Please list every line of the material below that contains the string "stem", copying each line in full. Letter case counts.
— START Input data —
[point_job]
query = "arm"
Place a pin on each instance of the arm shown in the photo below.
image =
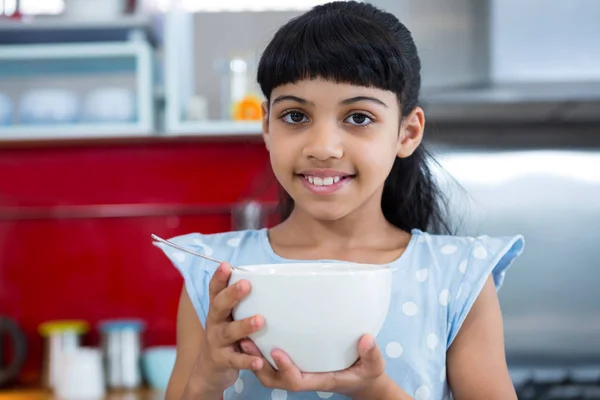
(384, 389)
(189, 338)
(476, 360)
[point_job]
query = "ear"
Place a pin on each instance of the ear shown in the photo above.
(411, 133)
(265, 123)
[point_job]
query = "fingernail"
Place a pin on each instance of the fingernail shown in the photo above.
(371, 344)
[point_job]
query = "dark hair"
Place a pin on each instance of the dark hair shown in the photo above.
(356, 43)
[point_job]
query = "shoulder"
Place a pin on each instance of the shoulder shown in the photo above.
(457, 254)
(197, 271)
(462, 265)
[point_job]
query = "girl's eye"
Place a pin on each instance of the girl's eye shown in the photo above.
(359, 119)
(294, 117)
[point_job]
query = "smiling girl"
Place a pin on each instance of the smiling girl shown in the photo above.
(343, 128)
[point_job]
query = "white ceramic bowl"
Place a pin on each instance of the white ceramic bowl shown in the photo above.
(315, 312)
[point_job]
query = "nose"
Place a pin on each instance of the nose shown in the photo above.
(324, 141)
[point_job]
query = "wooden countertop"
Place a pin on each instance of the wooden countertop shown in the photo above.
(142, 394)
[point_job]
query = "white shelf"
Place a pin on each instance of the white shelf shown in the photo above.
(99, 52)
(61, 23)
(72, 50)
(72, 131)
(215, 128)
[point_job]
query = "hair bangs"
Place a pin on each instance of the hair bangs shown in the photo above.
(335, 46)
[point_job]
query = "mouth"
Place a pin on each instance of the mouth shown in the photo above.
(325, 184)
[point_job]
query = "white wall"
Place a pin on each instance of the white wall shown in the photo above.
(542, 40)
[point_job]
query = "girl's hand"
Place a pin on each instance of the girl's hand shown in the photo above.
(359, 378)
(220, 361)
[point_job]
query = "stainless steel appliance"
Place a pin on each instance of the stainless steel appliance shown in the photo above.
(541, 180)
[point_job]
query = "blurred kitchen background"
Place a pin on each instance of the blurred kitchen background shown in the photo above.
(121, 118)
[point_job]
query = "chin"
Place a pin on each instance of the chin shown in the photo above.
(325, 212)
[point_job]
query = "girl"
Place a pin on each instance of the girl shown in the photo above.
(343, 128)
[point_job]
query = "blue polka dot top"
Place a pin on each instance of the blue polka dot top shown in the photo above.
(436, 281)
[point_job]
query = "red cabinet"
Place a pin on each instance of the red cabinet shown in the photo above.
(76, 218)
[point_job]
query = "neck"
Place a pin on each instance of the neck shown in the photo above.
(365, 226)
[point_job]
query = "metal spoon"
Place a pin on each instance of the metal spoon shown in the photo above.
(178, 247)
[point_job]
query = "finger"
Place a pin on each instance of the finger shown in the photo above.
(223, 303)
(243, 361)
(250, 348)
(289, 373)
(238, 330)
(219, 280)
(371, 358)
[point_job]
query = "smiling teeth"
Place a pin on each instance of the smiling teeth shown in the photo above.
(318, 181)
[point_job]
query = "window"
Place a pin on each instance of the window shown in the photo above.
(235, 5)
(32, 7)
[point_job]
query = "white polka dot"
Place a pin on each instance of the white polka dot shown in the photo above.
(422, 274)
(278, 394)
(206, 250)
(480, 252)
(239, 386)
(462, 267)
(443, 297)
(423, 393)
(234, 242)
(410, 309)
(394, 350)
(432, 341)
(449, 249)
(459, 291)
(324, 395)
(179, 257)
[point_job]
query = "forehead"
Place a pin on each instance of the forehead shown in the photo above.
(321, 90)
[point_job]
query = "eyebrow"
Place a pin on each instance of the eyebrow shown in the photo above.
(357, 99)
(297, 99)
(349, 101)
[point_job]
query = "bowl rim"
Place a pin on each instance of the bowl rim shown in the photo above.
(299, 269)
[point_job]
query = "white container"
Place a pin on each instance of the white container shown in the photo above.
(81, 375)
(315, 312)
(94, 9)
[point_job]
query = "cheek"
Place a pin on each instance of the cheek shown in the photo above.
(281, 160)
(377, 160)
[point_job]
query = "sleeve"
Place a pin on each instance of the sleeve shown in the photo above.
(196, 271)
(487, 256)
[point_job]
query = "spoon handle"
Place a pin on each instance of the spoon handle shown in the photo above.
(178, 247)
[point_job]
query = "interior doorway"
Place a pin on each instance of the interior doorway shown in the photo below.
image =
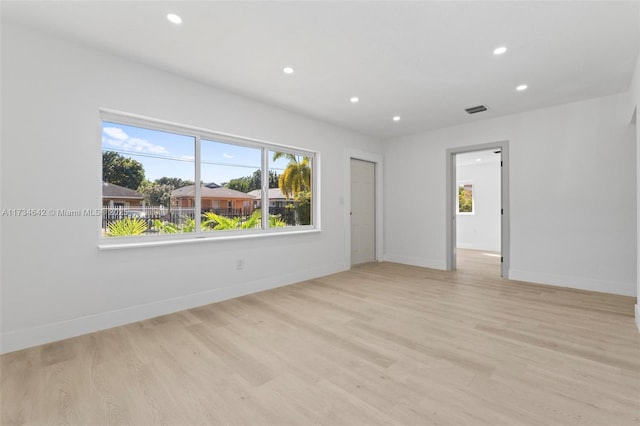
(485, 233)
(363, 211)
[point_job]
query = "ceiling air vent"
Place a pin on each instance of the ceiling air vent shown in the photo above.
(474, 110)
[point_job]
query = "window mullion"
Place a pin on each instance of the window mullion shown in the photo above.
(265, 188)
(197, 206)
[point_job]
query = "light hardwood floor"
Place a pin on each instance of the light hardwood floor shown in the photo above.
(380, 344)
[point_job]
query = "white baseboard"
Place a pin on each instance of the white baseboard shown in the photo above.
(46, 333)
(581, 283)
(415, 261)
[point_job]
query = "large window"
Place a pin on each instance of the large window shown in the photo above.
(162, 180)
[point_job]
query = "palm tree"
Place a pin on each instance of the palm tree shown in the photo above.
— END Input data —
— START Input data —
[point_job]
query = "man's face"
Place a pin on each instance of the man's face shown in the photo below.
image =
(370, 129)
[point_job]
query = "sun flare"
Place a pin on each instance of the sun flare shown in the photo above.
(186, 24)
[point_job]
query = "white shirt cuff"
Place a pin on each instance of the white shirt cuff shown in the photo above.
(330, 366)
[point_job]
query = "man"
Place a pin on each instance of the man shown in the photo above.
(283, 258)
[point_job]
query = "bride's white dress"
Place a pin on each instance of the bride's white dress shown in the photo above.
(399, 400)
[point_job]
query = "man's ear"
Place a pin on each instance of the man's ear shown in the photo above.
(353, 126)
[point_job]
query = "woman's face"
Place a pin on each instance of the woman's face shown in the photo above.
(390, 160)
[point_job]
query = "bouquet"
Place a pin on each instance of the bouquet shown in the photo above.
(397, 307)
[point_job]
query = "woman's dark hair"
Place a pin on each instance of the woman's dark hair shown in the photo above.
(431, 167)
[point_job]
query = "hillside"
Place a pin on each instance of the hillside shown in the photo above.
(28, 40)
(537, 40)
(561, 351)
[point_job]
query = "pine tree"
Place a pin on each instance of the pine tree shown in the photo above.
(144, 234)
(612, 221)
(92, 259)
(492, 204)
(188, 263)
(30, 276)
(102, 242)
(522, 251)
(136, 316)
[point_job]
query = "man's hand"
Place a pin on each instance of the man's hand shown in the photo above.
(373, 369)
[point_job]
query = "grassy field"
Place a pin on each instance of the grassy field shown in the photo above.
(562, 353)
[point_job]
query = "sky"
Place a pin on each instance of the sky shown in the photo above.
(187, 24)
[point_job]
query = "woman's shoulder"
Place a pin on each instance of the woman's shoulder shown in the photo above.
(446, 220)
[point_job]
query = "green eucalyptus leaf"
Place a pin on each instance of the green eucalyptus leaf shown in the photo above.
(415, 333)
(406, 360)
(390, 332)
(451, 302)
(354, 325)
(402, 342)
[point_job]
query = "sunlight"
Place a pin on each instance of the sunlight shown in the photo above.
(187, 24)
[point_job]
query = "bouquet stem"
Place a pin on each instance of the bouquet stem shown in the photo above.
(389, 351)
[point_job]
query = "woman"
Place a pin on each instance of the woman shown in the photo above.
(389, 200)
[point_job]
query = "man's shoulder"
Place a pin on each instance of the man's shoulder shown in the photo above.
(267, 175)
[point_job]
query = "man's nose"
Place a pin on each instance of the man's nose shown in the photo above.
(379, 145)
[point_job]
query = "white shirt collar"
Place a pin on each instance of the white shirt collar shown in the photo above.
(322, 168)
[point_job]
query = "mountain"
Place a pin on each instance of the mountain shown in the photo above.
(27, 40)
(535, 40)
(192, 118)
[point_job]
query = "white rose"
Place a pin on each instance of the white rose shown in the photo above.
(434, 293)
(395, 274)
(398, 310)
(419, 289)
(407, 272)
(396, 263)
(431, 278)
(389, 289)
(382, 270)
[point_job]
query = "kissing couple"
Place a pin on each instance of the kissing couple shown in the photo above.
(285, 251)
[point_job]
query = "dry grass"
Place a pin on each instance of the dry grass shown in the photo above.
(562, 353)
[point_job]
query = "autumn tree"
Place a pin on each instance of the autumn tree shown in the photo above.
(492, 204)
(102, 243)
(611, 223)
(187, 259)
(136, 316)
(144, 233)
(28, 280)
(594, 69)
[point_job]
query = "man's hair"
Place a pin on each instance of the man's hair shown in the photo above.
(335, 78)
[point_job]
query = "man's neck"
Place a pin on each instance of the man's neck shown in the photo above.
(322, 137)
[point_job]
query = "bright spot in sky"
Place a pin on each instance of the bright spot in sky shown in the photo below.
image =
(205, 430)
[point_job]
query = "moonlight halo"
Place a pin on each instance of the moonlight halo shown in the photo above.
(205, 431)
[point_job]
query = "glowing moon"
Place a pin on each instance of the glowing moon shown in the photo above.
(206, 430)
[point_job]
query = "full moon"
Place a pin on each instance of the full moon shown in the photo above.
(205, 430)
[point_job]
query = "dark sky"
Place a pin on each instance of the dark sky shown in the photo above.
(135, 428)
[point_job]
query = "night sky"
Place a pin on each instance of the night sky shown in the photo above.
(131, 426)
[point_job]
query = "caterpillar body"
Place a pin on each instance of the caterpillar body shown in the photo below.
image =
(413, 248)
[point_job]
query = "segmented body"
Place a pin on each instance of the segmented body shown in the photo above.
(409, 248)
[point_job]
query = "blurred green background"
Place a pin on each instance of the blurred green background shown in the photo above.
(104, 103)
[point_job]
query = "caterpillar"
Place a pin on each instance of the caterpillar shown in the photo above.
— END Input data —
**Solution for this task:**
query = "bouquet stem"
Place a pin on each instance of the bouquet stem shown in the photo above.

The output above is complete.